* _Exercise details_: Restate each of the lines given below, word for word.

Point placement records:
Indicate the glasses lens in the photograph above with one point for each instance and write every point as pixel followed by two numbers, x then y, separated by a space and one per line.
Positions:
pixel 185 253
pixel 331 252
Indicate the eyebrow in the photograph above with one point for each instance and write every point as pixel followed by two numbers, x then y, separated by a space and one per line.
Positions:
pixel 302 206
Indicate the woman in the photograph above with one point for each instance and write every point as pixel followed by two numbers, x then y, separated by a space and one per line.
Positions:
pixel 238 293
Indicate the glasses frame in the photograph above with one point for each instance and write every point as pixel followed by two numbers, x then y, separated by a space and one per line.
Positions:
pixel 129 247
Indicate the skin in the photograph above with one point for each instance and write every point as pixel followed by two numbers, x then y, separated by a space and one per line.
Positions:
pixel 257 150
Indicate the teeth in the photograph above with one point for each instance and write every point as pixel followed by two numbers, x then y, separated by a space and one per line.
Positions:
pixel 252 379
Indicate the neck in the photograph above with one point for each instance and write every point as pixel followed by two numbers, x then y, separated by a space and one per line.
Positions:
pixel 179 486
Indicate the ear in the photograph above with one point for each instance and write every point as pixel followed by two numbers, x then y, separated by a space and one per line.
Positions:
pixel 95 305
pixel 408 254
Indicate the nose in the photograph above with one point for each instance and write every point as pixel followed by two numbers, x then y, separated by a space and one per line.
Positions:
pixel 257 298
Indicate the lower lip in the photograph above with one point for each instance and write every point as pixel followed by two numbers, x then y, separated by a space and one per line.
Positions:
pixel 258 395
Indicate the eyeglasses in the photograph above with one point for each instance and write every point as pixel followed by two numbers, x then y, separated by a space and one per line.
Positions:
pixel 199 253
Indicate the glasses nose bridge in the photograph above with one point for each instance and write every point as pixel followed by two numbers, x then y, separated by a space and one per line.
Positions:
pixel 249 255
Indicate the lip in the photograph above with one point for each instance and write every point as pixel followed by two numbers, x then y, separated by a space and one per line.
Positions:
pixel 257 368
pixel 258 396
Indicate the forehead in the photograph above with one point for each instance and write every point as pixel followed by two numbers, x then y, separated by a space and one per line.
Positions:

* _Task response_:
Indicate the glasses lens in the photograph above with one point for each instance and write every point as pixel followed by two numbers, x then y, separated by a space and one per line.
Positions:
pixel 185 253
pixel 331 252
Indicate the eyebrow in the photograph above with one point for each instance and write every point as pixel followed by two numbers, x then y, separated by a space and one per line.
Positions:
pixel 302 206
Indicate the woman in the photograph above with one point for each instance and write every point as pixel followed by two numbers, x then y, separated by a space and one per line.
Positions:
pixel 238 293
Indicate the glasses frame in the photograph above with one point for each instance and write every point as pixel followed by two numbers, x then y, separated by a space and one per line.
Positions:
pixel 129 247
Indicate the skin in the photograph above with one point for each instance and write every point as pixel followed by two numbers, x then y, separated by a space and one per line.
Positions:
pixel 257 150
Indicate the teeth in the photograph above with one point for each instance and write every point as pixel followed by two numbers, x then y, separated by a space and one per line.
Positions:
pixel 252 379
Indicate the neck in the photograph above with one point for each instance and write every point as pixel followed by two numbers, x then y, separated by a space and one per line.
Positions:
pixel 179 486
Indicate the ear in the photograph above with one point for each instance and write every point as pixel followed by two numbers, x then y, separated by a space and one per line.
Positions:
pixel 95 305
pixel 408 254
Indicate the nose in the photograph above with one point for each instance and write every point as pixel followed by two numbers, x then y, separated by a space and one per line.
Positions:
pixel 257 298
Indicate the lower lip in the photograph above with one point for each instance and write every point as pixel followed by two numbers, x then y, separated by a space and one per line.
Positions:
pixel 258 395
Indicate the eyeglasses in the photograph above with one point for each instance and write every point as pixel followed by two numbers, x then y, separated by a space and one per line.
Positions:
pixel 199 253
Indicate the glasses nose bridge in the photograph above with one point for each instance and write every point as pixel followed by two numbers, x then y, separated by a space and one per line.
Positions:
pixel 249 255
Indicate the lip in the photograph above with one point for each instance and write every point as pixel followed by two numbers, x then y, separated by a space and one per line.
Positions:
pixel 257 368
pixel 258 396
Indicate the forehead in the photograph above with one point for each instance and write every point as pixel followed by two numbers, x then y, separated by a space and one per line.
Positions:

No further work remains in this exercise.